▶ [Source]
So I have a wound on my arm, right? Well, I rode the water slide once. Also, I rode it illegally. There was no attendant and I hopped the fence to go down. Yeah, and then when we went back up, we were like, we should just go up. A woman magically appeared. So I think they had like a camera or something and they saw Drew just like shoot down without anybody around.

But I am injured on my shoulder. Oh, yeah. He got tossed around so much he scraped his shoulder. I'm suing the city for real. Like, I'm suing Tucson, Arizona. I am not getting the joy being at that pool, mate. It was so funny because the night before we went to the pool and, like, Josie and Drew got in.

And it was like such a nice pool. And we were like, damn, no one is at this fucking resort. But it's literally because it was like only 50 plus year olds. And they were all asleep by 7 p.m. So no one was around. And when we got there in the morning, the pool was packed. And we're like, fuck, this sucks. And then we went to the pool that had the water slide. And we were like, oh, this one was made for kids. And nobody is here because we're supposed to be at the other one. And we were having the time of our fucking life. It was awesome.

so fucking fun. I played dead several times and yes, pictures in the water. Like, oh my God, I just need a water slide. And then Josie was like, yeah, you guys should like just get your money up so you could have a house with a water slide in the back. And I was like, I actually don't know how much money it would take for you to be able to sustain that. Like in my head, you have to be like a gazillionaire to have a water slide in your backyard. But also there would be something so humiliating about having a water slide in your backyard. Yeah.

But I guess then I would be living my beauty in the beast. Justin Bieber. Justin Bieber. Yeah. Fantasy. All right, guys, let's take a moment to decalcify our pineal glands so we can open up our conscious to higher frequencies and higher powers. Wow.

Your pineal gland? Pineal gland. Like your penis? No, no, no. It's in the middle of your head. It's like the most important gland in your body. And it's all calcified from pesticides, mercury, fluoride, which is in toothpaste and water, sugar, caffeine, alcohol, and tobacco, which... I have all of that like eight times a day. All day long. You need to be getting enough sunlight. Would you eat the calcified crust off of my pineal gland? Yes. I would save you...

That is so loud today. No, it's always loud. Our fridge is the loudest thing ever. When I'm sitting in the living room sometimes it feels so eerie at like 1 a.m. and I just hear like... Like it feels like my brain is being zapped and I'm about to be fucking abducted. Oh fuck, we didn't troll our neighbors. Did we talk about that on the last episode? We have new neighbors and...

we had like weird beef with them not really beef but like our landlord was just being annoying and was trying to give up my parking spot to the new neighbors and i was like i've been here for a long time like that is my fucking spot also the parking lot in our area sucks balls it's so hard to navigate yeah and i have a bigger car than the neighbor so i was like bro what like this is my fault bitch i've been here for like

I've been here for like six fucking years. Give me my fucking spot. It's like seniority. Yeah, like put some respect on my name. Like I've given you a lot of money to fucking stay living in this scary ass apartment.

▶ [Data section]
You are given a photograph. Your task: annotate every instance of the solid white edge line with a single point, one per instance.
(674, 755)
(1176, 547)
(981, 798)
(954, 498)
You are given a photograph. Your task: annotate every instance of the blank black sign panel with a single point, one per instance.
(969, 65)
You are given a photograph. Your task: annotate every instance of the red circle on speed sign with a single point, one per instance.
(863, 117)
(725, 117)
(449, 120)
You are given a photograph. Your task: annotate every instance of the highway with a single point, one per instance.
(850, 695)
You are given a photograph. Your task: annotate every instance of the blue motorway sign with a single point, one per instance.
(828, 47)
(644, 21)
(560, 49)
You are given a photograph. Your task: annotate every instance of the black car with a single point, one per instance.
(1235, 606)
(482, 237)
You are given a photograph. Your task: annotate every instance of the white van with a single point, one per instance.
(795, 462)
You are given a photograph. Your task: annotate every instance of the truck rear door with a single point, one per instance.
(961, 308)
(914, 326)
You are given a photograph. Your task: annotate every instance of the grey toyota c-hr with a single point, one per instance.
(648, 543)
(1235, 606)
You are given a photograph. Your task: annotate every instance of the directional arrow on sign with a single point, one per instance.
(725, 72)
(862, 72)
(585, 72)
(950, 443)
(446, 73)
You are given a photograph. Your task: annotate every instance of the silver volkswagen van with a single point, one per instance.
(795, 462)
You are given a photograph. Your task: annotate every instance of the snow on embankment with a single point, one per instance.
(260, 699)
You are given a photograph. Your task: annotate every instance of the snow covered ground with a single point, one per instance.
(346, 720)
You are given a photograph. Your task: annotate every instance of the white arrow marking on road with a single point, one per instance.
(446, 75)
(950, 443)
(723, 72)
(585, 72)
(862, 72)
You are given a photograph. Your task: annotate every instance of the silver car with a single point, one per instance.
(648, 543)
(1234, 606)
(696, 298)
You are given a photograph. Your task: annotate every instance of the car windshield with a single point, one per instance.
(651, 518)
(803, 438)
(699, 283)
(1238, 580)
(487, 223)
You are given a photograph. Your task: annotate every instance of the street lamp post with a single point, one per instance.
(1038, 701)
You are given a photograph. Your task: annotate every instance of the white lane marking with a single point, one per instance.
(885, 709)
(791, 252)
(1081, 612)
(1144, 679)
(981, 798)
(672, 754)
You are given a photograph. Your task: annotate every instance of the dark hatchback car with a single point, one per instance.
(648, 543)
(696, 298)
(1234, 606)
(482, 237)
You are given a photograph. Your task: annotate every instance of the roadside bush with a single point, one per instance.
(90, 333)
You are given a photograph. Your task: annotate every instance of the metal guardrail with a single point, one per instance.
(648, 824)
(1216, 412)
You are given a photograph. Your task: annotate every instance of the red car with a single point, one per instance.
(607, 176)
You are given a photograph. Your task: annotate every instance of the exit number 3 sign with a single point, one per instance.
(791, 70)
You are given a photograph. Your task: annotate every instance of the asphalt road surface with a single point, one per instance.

▶ [Aim] Reproduce the part of the podcast transcript that opens with the words containing "Your pineal gland?" and closes with "would save you...".

▶ [Complete response]
Your pineal gland? Pineal gland. Like your penis? No, no, no. It's in the middle of your head. It's like the most important gland in your body. And it's all calcified from pesticides, mercury, fluoride, which is in toothpaste and water, sugar, caffeine, alcohol, and tobacco, which... I have all of that like eight times a day. All day long. You need to be getting enough sunlight. Would you eat the calcified crust off of my pineal gland? Yes. I would save you...